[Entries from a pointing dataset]
▼

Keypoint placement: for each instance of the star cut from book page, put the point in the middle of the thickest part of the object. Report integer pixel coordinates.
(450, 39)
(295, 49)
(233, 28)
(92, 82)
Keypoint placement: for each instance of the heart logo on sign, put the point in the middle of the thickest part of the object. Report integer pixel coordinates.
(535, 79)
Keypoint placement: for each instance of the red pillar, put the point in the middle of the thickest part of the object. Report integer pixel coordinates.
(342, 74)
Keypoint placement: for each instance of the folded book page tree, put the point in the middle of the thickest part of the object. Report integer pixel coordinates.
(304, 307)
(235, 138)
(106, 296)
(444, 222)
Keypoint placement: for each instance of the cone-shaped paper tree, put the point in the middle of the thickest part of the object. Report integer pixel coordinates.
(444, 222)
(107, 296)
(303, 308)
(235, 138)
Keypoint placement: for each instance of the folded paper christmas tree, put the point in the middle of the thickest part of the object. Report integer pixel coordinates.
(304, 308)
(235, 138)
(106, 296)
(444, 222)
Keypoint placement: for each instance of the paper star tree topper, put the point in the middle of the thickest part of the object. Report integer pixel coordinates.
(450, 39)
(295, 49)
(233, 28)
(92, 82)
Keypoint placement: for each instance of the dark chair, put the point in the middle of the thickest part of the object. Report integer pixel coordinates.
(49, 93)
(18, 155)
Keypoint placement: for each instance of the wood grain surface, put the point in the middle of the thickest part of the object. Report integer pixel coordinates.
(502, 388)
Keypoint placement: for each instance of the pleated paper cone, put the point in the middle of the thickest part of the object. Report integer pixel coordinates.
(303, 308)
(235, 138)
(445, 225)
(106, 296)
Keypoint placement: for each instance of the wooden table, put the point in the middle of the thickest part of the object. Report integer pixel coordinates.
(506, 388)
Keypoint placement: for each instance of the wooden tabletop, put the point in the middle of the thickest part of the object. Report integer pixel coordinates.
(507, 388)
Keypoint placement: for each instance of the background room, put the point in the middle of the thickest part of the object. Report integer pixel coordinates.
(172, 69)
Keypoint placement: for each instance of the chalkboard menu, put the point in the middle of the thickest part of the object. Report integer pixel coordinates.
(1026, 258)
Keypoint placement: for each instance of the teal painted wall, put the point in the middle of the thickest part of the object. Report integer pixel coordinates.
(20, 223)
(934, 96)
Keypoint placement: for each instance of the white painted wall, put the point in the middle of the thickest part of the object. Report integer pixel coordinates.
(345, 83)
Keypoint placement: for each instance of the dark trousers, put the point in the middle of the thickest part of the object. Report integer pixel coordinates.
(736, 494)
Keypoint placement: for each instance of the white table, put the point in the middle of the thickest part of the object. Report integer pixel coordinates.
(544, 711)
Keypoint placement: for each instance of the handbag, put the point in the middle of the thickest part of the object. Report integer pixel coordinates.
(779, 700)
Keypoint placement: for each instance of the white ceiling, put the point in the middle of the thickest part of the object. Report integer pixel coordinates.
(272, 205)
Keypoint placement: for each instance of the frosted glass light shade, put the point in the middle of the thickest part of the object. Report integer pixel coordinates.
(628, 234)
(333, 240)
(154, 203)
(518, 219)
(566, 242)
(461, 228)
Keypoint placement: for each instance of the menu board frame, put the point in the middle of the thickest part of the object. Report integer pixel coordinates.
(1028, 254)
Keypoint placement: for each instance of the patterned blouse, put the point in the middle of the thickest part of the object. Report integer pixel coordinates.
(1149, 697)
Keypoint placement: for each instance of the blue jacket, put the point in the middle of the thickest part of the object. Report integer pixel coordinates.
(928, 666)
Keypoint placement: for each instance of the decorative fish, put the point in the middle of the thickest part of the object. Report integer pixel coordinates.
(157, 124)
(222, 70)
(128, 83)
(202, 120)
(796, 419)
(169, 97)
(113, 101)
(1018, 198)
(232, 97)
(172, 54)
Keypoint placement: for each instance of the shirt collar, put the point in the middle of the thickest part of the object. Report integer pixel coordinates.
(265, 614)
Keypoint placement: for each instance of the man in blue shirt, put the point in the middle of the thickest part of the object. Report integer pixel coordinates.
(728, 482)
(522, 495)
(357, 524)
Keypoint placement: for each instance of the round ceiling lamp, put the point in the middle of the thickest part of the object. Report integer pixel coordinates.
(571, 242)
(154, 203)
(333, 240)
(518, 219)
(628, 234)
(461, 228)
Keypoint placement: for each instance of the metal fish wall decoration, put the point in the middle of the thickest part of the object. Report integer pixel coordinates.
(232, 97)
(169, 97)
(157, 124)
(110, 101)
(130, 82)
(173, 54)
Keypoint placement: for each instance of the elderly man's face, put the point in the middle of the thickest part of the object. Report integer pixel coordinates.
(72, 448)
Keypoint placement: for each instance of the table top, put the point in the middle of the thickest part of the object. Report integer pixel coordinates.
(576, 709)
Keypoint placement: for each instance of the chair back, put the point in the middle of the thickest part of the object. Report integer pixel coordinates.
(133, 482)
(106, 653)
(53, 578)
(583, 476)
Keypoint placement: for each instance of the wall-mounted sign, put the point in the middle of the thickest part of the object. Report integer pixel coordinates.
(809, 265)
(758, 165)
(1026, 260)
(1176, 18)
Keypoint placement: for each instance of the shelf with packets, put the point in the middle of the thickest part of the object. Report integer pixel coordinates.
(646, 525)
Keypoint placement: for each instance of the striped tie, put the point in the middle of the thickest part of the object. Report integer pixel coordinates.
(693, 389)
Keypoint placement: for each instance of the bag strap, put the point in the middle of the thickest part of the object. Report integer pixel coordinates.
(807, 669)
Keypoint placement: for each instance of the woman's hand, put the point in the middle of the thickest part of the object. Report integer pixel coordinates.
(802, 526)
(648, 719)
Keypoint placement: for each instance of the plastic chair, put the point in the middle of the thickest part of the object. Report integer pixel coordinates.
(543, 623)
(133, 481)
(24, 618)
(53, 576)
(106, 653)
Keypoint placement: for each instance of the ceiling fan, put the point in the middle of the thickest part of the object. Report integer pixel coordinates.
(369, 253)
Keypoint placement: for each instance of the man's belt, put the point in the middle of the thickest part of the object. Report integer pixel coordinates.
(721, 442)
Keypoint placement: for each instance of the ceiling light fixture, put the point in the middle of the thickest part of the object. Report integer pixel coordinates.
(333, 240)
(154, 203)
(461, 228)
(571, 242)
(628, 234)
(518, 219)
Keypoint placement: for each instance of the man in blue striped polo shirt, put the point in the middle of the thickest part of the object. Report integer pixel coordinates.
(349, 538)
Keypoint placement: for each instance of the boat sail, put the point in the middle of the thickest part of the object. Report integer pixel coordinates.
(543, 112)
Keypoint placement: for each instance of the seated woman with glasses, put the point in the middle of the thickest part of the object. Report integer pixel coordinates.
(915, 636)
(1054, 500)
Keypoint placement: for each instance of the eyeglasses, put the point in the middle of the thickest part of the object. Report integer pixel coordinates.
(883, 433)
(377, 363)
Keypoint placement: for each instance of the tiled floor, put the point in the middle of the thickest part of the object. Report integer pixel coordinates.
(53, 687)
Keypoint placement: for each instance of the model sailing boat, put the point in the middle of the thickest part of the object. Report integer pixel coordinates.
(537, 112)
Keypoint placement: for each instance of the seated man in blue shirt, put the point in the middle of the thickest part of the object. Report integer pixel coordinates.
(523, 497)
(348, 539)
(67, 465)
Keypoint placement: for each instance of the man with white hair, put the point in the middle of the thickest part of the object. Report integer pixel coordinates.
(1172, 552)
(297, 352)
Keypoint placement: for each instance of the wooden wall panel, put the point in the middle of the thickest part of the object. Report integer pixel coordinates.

▲

To do: Copy the items in the stretch from the line containing "Keypoint placement: for each instance of the white ceiling, put" through the line containing "(1149, 697)", keeping each request unchanged and scaling every x and y coordinate in the answers by 1.8, rounded to whole numbers with halves rounded up. Give only those lines.

Exercise response:
Keypoint placement: for each instance of the white ceiling, put the point in the middle of the thickest part of the object. Report integer pixel coordinates.
(490, 369)
Keypoint placement: for each instance of the frosted glass light shade, put the point in the middle of the thickest part of the object. Report integer pixel coordinates.
(1130, 421)
(599, 432)
(277, 365)
(932, 394)
(1019, 436)
(830, 410)
Keypoint placement: for each instance of the menu board frame, put the point in the middle of the thickest part of the object. Report integer pixel coordinates.
(1850, 457)
Keypoint placement: for each instance of the patterned blouse, put the point in the middle of the thickest part of the object. Report integer pixel coordinates.
(2068, 1255)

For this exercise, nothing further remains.